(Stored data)
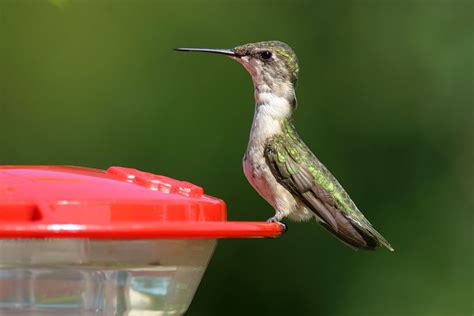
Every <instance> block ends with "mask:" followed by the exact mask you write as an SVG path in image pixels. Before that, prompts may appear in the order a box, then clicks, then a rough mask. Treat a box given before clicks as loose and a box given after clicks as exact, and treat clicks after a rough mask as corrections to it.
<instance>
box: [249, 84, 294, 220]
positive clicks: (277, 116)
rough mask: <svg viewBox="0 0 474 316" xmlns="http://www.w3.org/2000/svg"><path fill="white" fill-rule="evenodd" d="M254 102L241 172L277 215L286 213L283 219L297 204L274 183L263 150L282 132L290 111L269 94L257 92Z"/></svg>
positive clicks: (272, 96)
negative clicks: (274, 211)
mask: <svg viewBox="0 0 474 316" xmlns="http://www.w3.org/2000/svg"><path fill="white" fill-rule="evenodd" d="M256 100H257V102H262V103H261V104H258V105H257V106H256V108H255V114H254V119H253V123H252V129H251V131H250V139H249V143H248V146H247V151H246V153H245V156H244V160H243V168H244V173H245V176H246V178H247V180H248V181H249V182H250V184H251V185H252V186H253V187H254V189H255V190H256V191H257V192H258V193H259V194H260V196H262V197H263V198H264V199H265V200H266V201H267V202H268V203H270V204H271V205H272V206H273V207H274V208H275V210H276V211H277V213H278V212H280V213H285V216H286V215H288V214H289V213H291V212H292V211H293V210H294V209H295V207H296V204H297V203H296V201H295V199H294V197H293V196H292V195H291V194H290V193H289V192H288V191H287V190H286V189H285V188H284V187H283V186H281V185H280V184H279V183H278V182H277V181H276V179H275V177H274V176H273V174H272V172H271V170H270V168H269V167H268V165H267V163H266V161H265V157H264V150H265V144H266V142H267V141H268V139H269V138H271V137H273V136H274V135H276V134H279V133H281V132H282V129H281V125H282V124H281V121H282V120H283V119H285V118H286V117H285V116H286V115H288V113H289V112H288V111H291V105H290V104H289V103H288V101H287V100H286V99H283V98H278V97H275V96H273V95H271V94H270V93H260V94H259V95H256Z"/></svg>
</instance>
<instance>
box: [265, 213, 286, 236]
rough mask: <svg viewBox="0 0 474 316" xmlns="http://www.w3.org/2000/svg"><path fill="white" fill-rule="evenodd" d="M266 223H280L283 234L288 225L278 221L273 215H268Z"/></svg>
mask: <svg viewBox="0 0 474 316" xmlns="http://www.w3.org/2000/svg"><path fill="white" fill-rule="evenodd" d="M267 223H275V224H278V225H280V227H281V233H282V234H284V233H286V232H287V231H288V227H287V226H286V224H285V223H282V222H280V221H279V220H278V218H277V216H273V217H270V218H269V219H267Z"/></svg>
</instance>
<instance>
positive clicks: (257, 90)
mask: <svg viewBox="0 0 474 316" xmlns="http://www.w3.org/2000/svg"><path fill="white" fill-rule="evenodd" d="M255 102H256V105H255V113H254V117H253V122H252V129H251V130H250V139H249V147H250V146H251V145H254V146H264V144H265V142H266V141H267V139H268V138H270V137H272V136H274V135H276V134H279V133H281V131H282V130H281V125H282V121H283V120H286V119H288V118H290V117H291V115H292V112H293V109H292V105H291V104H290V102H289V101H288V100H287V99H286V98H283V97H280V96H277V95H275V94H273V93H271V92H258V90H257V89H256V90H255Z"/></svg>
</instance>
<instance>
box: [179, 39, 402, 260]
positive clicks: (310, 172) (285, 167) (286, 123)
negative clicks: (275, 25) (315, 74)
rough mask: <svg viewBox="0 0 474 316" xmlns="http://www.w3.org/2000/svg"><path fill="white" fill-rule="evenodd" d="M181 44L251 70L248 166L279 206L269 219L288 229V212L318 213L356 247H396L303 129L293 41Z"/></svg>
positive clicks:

--

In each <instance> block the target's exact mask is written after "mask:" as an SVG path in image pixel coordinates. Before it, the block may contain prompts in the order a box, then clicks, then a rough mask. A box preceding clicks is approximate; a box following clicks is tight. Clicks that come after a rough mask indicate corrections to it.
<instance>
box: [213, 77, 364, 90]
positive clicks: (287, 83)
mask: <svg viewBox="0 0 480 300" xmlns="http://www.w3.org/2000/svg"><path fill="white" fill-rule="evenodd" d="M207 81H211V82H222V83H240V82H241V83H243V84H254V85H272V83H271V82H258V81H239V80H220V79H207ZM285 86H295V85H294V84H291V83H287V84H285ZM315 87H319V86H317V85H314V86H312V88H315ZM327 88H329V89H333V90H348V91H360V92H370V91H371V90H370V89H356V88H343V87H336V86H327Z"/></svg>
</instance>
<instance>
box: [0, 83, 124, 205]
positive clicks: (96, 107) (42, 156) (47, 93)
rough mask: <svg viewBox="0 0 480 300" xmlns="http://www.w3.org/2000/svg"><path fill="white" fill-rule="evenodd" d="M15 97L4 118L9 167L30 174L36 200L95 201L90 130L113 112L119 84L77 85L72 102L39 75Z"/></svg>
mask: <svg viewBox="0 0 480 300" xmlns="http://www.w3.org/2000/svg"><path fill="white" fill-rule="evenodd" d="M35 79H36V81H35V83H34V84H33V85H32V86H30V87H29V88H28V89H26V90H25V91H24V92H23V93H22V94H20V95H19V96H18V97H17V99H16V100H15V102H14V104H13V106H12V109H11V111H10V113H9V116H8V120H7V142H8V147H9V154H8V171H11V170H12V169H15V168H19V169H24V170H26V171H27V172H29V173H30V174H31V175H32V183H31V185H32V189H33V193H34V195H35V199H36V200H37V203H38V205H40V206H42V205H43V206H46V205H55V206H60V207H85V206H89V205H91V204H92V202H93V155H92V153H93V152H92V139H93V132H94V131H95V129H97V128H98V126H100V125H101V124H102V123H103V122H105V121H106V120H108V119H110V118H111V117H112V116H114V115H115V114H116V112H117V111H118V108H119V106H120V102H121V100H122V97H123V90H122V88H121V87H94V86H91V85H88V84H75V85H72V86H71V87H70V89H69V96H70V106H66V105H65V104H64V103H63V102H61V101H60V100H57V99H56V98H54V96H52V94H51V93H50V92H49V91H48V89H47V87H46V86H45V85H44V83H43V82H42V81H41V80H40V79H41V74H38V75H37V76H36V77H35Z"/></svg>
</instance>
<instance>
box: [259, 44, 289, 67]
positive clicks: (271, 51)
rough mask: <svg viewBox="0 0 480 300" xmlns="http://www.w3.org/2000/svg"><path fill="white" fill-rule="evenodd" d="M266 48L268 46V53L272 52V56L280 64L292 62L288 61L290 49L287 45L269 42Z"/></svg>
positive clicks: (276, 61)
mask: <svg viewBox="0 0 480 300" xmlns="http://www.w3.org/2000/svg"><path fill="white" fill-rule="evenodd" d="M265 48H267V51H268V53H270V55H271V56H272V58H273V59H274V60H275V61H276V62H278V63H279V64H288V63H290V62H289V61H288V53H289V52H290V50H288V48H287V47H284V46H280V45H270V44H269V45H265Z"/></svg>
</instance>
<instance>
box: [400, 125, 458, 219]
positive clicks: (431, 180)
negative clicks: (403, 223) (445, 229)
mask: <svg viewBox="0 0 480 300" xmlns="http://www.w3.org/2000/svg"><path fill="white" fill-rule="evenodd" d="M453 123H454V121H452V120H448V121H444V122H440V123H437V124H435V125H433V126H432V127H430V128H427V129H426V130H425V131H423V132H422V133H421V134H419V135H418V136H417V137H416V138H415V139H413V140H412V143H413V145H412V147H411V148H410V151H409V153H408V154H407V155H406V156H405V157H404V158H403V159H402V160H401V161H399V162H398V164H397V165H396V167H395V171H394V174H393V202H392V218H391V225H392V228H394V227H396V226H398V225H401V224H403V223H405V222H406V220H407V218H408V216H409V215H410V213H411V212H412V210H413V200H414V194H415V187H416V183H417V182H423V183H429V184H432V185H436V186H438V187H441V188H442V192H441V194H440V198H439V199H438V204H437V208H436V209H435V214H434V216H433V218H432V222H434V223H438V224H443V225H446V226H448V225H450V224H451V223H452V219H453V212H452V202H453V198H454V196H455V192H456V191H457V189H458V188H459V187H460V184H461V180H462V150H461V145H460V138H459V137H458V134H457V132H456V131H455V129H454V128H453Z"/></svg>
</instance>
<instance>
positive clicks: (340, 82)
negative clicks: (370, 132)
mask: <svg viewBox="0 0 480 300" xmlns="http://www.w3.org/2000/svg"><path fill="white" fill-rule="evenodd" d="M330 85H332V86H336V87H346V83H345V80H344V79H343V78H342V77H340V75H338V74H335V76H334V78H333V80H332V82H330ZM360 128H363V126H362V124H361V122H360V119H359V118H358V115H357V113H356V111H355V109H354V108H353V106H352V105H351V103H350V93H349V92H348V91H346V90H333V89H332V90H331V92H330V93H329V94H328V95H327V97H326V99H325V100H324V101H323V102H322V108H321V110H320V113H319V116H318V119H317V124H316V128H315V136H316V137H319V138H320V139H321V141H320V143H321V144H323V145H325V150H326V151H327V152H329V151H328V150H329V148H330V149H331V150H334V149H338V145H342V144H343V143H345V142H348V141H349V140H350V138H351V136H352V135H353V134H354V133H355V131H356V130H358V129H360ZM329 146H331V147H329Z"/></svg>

* Task: Reproduce the lines of the material above from the line containing "Every <instance> block" through the line containing "positive clicks: (272, 96)", both included, and nothing else.

* Exercise output:
Every <instance> block ends with "mask:" followed by the exact mask you write as an SVG path in image pixels. Before that, prompts may appear in the order a box, then clicks, then a rough mask. Treat a box given before clicks as loose and a box given after clicks as exact, and treat clicks after a rough mask as corrections to it.
<instance>
box: [249, 84, 294, 220]
positive clicks: (277, 116)
rough mask: <svg viewBox="0 0 474 316" xmlns="http://www.w3.org/2000/svg"><path fill="white" fill-rule="evenodd" d="M254 102L241 172L277 215L286 213L283 219L297 204L274 183L263 150L282 132L290 111L269 94L257 92Z"/></svg>
positive clicks: (272, 96)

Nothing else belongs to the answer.